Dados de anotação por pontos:
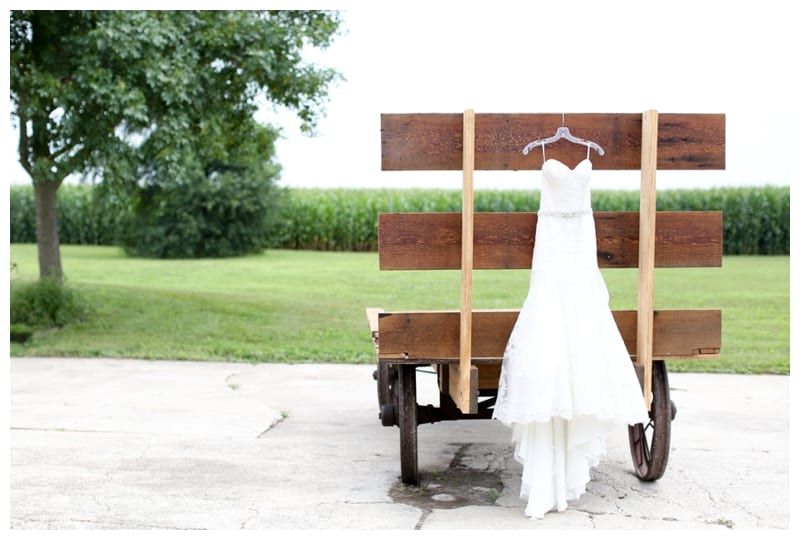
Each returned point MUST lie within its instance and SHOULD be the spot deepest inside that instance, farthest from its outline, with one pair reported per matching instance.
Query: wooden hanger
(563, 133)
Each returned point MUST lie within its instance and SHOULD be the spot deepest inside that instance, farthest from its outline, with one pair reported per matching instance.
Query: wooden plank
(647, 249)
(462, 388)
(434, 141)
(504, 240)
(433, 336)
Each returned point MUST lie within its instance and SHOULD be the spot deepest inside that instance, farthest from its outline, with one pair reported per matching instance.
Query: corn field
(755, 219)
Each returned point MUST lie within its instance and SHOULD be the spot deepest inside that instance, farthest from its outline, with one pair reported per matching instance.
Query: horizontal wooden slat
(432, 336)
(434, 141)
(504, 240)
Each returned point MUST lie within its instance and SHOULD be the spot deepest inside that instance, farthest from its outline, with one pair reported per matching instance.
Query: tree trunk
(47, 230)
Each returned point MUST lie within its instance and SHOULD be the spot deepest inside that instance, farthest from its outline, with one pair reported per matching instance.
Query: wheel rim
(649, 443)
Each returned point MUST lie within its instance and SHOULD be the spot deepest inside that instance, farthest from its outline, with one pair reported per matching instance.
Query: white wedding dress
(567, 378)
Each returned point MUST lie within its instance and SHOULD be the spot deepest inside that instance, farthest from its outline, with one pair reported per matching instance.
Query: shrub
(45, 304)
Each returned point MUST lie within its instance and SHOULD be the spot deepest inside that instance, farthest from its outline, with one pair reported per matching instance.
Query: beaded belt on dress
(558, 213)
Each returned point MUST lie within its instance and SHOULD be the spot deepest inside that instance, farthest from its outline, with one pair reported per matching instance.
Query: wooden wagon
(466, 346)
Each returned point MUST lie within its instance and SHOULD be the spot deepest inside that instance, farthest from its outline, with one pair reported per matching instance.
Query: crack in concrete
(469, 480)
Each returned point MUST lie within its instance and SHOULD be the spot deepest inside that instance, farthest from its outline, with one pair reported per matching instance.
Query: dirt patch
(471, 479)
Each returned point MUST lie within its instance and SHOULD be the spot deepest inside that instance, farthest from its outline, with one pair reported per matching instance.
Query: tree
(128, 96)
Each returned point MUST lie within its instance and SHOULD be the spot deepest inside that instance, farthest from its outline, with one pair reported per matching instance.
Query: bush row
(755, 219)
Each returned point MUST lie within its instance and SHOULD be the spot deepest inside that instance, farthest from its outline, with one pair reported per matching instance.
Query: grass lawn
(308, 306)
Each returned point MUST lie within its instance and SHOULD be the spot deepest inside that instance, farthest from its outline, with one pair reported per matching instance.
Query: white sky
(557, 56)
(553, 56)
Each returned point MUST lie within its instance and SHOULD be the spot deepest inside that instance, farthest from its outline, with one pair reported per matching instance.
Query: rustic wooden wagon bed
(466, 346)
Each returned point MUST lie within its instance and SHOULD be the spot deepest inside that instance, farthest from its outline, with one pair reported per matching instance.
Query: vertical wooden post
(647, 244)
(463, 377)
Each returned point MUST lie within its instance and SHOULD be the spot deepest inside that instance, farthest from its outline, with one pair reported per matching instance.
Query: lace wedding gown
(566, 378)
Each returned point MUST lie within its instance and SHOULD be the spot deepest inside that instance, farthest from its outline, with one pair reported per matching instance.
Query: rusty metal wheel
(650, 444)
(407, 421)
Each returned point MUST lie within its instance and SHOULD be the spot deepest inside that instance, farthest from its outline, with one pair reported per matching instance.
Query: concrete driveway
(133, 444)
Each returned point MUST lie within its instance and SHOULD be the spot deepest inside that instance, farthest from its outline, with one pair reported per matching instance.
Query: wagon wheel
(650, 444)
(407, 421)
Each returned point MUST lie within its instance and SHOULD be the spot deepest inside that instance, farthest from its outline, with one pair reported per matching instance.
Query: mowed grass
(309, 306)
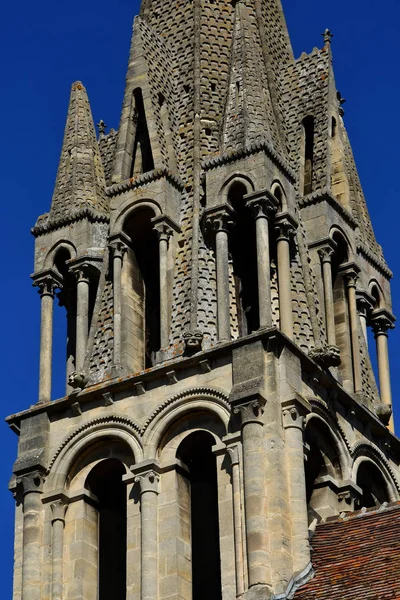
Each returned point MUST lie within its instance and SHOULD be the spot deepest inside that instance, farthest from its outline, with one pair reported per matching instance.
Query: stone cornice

[Seu objetivo]:
Conte as linhas das entradas acima que contêm a palavra "concrete" e informe somente o número.

[Resposta completa]:
2